■ EXERCÍCIO PROPOSTO
Reescreva como lista numerada o trecho da listagem que vai do início até a linha que contém "437 71 L 450", com as duas pontas incluídas e sem as linhas em branco.

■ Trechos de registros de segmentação
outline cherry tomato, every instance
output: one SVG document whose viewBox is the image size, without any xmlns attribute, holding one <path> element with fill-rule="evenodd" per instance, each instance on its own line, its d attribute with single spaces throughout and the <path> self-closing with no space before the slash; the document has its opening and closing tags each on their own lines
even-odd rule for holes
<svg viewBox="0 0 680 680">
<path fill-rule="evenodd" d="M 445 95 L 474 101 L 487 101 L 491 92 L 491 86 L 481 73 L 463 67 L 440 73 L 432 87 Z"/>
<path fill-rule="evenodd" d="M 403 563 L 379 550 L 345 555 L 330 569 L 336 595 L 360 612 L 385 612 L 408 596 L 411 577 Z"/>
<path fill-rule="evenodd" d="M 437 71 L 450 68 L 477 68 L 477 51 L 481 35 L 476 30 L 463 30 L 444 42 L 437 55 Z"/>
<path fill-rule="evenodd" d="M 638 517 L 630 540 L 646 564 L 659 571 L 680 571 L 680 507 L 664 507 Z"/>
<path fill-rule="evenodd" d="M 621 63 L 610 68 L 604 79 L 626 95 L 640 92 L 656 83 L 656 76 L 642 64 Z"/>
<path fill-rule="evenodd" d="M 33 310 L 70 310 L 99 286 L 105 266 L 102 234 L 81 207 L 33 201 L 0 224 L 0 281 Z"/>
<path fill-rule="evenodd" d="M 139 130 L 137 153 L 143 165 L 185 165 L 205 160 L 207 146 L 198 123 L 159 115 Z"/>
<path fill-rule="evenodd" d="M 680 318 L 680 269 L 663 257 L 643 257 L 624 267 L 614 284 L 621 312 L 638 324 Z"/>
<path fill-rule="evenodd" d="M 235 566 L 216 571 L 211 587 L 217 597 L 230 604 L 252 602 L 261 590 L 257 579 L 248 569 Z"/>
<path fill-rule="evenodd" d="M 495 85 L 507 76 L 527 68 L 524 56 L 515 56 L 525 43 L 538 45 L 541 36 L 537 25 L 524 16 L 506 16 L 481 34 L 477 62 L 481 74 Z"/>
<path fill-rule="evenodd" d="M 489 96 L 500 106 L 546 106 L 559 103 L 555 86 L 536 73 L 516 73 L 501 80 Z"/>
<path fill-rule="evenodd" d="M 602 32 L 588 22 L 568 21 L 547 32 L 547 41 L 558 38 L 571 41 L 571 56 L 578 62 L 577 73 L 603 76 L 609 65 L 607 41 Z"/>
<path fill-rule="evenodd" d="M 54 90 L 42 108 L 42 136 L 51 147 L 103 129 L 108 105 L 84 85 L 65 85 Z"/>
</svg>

■ RESOLUÇÃO DO EXERCÍCIO
1. outline cherry tomato, every instance
2. output: one SVG document whose viewBox is the image size, without any xmlns attribute, holding one <path> element with fill-rule="evenodd" per instance, each instance on its own line, its d attribute with single spaces throughout and the <path> self-closing with no space before the slash; the document has its opening and closing tags each on their own lines
3. even-odd rule for holes
4. <svg viewBox="0 0 680 680">
5. <path fill-rule="evenodd" d="M 445 95 L 474 101 L 487 101 L 491 92 L 491 86 L 481 73 L 463 67 L 440 73 L 432 87 Z"/>
6. <path fill-rule="evenodd" d="M 403 563 L 379 550 L 345 555 L 330 569 L 336 595 L 360 612 L 385 612 L 408 596 L 411 577 Z"/>
7. <path fill-rule="evenodd" d="M 437 71 L 450 68 L 477 68 L 477 51 L 481 35 L 476 30 L 463 30 L 444 42 L 437 55 Z"/>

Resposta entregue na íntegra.